▶ [Exercise brief]
Check every line of the data below for the word "table". Copy the ones that have it.

▶ [Source material]
--- START ---
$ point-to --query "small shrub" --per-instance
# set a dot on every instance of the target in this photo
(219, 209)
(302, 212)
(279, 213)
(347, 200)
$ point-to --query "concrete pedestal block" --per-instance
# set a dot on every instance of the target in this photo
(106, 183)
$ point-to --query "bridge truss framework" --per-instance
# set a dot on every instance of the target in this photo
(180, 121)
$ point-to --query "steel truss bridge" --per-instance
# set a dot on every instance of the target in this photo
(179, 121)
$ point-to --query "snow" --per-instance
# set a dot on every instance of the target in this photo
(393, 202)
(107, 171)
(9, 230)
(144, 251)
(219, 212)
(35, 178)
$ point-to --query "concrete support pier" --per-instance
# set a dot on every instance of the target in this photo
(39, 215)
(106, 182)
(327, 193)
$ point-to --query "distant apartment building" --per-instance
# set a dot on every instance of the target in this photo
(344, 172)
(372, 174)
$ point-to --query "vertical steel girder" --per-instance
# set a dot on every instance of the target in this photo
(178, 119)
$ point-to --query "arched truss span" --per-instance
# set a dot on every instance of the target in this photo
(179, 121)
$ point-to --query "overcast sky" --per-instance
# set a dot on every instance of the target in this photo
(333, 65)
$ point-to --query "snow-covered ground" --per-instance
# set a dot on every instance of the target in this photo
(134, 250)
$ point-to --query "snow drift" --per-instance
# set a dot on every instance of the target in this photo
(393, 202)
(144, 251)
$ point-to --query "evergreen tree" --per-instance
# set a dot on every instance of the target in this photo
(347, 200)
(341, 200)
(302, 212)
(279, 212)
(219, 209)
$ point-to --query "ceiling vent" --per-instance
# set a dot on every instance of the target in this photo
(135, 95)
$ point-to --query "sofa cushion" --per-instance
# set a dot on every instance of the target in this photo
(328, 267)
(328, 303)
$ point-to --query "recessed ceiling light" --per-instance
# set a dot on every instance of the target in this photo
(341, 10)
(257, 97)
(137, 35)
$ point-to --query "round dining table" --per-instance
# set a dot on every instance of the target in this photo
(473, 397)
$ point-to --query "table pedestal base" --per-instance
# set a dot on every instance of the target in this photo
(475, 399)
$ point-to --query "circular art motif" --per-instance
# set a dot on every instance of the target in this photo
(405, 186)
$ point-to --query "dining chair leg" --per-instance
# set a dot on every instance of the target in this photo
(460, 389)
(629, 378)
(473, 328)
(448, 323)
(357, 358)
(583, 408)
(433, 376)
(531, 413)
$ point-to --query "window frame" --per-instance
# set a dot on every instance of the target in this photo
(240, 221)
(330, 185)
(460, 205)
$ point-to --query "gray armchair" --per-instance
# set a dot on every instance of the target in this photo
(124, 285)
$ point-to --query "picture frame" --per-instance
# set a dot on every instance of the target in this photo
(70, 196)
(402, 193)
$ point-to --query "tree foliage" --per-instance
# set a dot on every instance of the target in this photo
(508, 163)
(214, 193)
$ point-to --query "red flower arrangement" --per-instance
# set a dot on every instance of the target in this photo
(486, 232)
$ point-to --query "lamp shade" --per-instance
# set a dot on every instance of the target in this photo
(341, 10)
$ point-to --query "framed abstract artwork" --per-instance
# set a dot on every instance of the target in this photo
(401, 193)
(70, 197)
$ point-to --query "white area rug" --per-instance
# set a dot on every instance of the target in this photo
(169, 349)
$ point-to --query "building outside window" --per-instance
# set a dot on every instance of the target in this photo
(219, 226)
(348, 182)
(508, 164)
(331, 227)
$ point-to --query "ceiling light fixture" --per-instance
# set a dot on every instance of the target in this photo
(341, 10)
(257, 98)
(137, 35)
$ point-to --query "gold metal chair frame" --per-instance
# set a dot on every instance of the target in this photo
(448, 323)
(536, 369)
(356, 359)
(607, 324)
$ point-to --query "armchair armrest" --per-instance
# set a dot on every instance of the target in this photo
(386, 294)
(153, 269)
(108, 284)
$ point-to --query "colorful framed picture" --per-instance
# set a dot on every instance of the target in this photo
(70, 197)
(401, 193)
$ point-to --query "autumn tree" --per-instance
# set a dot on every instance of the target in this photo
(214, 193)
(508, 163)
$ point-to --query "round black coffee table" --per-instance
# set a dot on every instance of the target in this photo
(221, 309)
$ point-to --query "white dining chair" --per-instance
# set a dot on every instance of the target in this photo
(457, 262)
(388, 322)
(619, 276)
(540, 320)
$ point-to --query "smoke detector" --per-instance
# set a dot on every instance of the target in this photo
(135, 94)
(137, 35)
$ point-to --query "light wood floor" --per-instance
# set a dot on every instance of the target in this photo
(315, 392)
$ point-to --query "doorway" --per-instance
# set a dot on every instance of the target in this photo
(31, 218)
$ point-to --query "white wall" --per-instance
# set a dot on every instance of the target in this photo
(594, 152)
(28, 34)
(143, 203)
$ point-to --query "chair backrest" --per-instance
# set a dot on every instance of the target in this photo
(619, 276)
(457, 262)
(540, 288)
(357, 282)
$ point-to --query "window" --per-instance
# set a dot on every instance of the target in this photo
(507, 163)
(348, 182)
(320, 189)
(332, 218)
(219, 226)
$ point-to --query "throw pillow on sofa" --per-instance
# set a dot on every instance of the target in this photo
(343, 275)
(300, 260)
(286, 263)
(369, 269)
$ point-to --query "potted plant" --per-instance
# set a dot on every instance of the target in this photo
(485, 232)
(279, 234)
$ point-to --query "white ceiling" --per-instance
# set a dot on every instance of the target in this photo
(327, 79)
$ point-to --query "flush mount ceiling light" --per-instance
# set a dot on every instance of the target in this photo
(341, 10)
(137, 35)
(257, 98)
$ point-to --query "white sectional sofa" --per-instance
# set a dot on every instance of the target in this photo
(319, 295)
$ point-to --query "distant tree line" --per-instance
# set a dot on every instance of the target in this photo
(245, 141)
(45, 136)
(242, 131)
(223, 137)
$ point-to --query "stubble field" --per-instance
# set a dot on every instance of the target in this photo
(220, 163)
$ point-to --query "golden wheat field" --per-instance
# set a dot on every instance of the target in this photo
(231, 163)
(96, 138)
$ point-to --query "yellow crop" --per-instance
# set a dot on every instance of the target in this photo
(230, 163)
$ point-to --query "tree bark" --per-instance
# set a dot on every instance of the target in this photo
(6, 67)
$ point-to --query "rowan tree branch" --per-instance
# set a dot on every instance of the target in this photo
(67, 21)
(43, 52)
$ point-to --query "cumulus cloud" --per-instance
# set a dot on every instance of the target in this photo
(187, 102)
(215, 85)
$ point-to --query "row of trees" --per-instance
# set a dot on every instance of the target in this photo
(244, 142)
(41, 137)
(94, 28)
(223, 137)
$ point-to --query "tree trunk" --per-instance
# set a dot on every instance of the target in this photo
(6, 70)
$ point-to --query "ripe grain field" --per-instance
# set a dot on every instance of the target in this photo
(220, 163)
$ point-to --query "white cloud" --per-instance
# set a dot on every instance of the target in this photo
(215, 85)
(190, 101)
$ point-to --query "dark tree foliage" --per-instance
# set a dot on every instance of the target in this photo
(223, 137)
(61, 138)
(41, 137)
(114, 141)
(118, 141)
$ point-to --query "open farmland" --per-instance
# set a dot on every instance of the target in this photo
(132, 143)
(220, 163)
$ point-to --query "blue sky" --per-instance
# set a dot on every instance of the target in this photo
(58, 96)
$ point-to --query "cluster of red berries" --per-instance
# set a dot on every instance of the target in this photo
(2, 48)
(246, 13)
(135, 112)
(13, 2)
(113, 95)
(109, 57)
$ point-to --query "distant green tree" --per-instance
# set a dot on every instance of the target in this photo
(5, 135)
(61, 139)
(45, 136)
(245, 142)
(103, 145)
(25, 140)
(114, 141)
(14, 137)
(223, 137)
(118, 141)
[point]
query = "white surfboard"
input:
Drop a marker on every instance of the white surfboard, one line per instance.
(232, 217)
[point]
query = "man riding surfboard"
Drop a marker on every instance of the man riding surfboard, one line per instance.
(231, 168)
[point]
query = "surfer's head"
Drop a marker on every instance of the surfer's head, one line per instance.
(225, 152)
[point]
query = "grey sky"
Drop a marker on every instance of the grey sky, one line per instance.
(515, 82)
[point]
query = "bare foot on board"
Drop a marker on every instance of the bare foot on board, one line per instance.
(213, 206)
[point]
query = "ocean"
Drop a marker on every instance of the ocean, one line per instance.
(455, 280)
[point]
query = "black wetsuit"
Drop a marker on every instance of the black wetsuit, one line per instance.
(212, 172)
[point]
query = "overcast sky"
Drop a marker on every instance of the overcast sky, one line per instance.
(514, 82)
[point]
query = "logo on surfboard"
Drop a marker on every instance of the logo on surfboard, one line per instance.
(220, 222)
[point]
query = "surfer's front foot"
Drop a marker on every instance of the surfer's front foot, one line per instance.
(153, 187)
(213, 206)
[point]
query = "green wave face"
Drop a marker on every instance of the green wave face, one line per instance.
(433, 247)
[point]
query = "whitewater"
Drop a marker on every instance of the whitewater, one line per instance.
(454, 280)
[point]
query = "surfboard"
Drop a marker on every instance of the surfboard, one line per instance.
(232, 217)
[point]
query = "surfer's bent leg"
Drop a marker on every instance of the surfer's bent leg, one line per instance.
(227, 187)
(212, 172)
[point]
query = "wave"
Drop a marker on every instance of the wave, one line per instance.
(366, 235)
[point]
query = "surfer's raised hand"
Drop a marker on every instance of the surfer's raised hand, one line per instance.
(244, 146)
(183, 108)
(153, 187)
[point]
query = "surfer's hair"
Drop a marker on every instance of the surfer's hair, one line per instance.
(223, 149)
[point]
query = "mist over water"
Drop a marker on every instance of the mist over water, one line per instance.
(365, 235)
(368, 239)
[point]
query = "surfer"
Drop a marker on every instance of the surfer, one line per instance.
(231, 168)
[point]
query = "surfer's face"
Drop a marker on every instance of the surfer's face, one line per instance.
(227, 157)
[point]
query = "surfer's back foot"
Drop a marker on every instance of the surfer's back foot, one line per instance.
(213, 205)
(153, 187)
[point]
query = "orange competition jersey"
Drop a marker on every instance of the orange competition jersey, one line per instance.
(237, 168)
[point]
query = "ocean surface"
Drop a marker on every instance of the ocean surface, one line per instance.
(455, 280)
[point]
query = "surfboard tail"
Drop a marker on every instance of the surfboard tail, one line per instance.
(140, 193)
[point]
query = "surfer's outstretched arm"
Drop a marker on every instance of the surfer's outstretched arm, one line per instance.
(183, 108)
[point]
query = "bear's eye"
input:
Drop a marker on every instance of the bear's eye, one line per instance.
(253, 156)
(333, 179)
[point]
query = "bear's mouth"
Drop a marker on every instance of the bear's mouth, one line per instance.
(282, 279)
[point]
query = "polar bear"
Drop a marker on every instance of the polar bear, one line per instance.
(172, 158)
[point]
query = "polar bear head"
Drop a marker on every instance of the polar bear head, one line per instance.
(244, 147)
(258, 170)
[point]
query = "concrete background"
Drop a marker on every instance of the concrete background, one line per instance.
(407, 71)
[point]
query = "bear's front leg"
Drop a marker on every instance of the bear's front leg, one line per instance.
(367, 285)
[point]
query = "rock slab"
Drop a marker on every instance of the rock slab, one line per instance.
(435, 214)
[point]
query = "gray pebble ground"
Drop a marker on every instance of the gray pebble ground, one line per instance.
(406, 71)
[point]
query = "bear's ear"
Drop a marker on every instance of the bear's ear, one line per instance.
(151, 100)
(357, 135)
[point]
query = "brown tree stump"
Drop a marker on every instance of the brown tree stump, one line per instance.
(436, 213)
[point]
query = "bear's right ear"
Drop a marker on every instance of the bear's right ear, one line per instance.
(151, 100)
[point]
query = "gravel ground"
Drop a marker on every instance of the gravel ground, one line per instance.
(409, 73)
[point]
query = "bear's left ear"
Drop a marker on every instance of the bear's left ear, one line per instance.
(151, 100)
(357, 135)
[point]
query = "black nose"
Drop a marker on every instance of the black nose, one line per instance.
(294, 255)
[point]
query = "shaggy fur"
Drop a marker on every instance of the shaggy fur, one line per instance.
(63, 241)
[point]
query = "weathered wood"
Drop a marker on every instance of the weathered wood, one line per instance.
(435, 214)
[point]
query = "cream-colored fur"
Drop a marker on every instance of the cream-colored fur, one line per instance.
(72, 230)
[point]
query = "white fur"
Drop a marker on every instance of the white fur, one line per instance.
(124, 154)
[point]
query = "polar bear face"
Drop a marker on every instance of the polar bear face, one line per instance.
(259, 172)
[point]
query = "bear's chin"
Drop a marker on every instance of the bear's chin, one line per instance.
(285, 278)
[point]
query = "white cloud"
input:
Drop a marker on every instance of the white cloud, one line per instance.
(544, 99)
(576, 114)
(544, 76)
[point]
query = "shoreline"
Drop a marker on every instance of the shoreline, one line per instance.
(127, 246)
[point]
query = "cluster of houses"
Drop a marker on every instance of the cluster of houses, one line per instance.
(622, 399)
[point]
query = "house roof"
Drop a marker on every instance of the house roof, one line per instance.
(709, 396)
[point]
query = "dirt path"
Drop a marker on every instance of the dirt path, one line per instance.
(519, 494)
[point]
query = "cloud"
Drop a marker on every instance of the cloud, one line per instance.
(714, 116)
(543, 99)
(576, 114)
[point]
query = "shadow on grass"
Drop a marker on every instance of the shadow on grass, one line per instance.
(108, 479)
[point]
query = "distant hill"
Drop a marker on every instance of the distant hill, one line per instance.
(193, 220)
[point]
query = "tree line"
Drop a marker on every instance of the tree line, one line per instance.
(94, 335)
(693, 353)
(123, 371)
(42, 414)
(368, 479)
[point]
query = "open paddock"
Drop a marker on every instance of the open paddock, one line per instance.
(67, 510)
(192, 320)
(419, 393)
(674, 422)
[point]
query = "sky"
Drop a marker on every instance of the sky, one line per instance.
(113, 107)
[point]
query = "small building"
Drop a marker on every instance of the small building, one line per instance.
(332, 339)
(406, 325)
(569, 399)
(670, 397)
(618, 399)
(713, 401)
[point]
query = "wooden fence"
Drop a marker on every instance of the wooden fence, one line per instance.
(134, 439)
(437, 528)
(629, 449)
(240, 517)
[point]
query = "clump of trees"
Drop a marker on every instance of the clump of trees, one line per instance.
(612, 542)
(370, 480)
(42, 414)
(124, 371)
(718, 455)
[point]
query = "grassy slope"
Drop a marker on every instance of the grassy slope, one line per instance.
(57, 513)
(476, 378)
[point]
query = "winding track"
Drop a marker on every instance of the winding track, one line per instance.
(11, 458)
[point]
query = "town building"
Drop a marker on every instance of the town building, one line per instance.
--- END ---
▶ [Solution to this task]
$ point-to --query "round dining table" --per-instance
$ point-to --query "table pedestal base" --per-instance
$ point-to --query "round black coffee table" --per-instance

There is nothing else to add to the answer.